[Task data]:
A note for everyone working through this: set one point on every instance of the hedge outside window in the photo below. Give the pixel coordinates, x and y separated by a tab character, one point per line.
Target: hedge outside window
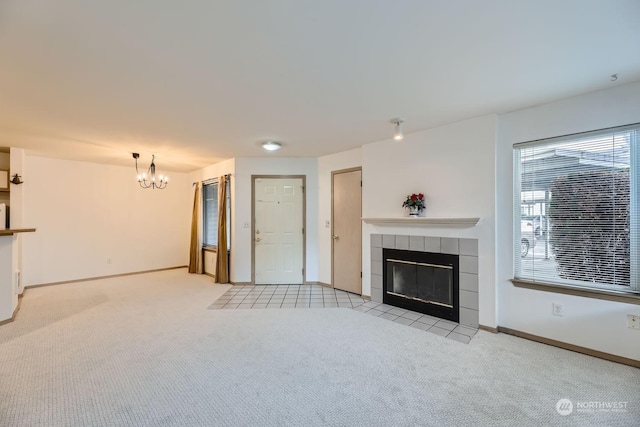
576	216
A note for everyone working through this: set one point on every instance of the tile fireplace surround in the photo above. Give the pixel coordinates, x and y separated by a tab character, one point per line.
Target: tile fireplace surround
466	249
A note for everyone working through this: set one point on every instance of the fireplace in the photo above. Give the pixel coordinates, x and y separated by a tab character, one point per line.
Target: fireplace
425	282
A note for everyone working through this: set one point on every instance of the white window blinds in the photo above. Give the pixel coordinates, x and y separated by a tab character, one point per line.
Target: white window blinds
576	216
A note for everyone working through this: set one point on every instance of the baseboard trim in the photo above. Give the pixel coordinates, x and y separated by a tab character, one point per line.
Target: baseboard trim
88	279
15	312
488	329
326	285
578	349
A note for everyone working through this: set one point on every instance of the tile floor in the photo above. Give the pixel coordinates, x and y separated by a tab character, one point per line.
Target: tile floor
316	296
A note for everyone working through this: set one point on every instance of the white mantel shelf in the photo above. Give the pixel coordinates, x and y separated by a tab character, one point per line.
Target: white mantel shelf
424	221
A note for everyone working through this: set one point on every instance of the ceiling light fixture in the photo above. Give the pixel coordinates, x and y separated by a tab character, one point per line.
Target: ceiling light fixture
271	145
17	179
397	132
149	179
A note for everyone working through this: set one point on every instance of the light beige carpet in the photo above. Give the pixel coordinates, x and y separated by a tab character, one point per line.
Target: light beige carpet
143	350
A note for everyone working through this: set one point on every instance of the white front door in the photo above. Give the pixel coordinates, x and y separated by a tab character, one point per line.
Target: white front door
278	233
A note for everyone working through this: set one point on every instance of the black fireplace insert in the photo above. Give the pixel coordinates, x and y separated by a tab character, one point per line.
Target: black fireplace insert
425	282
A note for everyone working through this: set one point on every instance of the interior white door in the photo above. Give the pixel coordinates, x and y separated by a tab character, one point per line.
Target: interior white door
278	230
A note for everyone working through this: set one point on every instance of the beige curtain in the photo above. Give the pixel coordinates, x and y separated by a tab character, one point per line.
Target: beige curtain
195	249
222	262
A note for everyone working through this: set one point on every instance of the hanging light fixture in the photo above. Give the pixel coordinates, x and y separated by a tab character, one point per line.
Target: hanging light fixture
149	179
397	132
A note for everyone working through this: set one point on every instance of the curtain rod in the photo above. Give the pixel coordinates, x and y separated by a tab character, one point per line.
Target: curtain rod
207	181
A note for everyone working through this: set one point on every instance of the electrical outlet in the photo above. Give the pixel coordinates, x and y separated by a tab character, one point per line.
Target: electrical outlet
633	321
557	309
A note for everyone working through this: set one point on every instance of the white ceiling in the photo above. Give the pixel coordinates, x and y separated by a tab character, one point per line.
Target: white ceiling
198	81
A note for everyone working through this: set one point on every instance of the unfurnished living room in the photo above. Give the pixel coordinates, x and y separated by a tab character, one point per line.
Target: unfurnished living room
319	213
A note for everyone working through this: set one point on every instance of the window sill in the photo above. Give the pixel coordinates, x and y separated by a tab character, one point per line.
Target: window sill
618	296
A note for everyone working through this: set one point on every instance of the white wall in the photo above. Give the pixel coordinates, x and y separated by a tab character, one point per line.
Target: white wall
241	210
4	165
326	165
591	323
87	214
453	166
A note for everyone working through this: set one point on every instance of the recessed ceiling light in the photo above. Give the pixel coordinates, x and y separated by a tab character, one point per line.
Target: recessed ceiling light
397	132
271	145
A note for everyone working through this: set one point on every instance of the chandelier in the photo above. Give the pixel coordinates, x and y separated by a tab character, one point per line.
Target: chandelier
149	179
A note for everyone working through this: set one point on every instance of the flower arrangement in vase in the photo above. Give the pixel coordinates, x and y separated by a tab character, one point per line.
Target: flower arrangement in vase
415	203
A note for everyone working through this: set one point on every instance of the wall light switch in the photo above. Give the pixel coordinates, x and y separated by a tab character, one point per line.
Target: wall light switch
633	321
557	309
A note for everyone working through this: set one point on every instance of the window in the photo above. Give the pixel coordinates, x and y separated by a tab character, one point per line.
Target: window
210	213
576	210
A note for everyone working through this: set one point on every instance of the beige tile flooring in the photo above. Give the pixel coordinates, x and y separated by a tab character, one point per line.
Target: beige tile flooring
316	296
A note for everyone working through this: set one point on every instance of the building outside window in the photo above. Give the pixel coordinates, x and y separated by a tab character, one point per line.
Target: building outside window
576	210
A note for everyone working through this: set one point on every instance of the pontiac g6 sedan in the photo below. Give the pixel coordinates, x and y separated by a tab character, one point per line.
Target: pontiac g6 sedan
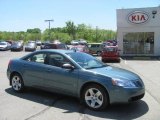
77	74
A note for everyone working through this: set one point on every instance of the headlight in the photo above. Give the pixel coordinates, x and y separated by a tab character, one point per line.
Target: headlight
--
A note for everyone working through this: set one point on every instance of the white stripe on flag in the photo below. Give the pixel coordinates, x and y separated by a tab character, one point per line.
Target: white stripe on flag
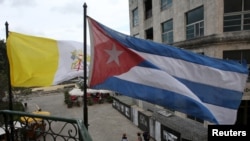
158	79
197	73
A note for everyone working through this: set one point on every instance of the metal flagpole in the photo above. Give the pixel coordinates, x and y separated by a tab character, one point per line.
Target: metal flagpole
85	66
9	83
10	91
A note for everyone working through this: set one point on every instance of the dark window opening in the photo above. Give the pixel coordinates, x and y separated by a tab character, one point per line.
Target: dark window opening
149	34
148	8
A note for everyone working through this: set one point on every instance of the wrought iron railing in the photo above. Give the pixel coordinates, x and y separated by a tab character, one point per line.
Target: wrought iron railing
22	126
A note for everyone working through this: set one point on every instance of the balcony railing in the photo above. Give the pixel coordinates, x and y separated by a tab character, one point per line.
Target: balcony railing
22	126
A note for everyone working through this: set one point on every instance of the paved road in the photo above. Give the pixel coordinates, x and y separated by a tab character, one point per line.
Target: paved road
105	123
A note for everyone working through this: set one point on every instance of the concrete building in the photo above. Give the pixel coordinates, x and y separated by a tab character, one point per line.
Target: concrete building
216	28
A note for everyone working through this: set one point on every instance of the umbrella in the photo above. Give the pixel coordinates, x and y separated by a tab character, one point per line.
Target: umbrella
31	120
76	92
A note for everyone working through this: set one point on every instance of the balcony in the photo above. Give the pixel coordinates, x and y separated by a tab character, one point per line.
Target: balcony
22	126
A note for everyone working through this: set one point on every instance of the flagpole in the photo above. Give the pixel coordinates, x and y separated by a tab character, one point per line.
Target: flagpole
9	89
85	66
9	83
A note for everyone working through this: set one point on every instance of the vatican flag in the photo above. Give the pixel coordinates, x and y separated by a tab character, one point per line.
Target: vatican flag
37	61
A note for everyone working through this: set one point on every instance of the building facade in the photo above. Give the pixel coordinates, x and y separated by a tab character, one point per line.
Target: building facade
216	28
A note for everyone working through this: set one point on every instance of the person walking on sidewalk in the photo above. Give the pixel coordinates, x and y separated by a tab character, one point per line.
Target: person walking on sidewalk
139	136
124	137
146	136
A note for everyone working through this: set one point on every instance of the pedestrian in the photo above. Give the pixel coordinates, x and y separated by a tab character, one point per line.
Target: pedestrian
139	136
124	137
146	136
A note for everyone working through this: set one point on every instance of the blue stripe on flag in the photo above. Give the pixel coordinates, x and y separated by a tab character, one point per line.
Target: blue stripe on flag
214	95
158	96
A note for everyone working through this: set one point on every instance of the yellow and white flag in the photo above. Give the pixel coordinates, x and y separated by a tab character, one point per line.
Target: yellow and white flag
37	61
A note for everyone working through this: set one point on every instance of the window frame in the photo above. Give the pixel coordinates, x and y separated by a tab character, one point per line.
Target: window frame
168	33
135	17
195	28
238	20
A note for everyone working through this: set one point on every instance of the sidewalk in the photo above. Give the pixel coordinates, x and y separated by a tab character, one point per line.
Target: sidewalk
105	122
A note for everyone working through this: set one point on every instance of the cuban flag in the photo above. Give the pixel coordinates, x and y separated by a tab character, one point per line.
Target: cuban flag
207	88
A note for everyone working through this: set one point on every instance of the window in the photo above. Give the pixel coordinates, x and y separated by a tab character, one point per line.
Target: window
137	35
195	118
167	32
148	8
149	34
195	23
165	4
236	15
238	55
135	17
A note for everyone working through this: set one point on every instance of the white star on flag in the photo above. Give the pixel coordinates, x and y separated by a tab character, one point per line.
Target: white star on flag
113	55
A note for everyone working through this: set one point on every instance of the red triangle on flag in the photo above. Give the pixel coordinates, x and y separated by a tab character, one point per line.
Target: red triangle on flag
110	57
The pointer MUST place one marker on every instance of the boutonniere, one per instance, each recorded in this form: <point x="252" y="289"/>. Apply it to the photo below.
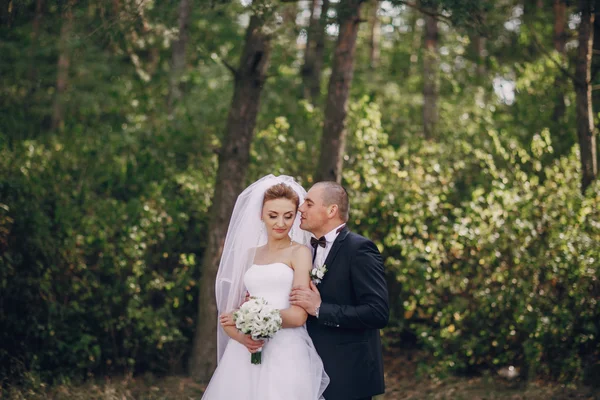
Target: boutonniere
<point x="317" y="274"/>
* * *
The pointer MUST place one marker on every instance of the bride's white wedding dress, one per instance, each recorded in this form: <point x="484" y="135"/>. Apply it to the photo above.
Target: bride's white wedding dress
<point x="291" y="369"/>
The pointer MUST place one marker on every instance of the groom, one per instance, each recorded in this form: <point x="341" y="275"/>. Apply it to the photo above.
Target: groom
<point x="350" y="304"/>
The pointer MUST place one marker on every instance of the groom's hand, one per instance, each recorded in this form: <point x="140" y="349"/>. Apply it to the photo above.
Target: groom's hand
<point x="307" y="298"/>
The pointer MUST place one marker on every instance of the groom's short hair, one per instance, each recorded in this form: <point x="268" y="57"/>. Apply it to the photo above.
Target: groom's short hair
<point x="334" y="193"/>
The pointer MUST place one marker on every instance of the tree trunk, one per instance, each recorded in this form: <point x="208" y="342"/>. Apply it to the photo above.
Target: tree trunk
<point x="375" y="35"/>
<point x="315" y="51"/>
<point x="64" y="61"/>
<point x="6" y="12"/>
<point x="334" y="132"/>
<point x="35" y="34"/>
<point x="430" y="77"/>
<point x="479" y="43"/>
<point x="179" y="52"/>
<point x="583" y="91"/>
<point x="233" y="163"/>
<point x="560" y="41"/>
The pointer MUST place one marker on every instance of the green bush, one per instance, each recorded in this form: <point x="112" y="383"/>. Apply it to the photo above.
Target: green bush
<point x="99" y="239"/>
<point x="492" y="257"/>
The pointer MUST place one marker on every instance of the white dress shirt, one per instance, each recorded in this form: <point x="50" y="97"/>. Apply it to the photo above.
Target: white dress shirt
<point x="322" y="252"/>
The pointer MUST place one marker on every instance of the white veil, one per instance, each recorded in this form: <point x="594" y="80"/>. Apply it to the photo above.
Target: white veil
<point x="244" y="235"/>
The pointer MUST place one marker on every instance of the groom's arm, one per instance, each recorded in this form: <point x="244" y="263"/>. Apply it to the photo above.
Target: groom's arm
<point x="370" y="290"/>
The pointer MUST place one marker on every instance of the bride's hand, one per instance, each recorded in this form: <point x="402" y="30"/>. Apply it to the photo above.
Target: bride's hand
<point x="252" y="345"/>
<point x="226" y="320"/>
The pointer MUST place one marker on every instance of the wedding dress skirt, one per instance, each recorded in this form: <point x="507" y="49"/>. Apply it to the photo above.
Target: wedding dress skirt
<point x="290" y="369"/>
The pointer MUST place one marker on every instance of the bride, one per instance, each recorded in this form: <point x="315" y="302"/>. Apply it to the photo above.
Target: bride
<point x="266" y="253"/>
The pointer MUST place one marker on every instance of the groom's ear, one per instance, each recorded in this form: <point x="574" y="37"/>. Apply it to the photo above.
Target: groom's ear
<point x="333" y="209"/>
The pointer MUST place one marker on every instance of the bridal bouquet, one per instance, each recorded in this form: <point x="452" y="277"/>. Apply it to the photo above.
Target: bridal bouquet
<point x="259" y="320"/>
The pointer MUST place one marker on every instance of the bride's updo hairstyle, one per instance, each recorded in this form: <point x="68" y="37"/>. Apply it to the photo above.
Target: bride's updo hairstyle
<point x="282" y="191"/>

[Your task]: Pull out every line of the entries that includes the word "headlight".

[Result for this exercise]:
A note for everyone working through this: set one point on every instance of the headlight in the photo above. Give the pixel coordinates, x and y separated by a tab character, one point per line.
Target: headlight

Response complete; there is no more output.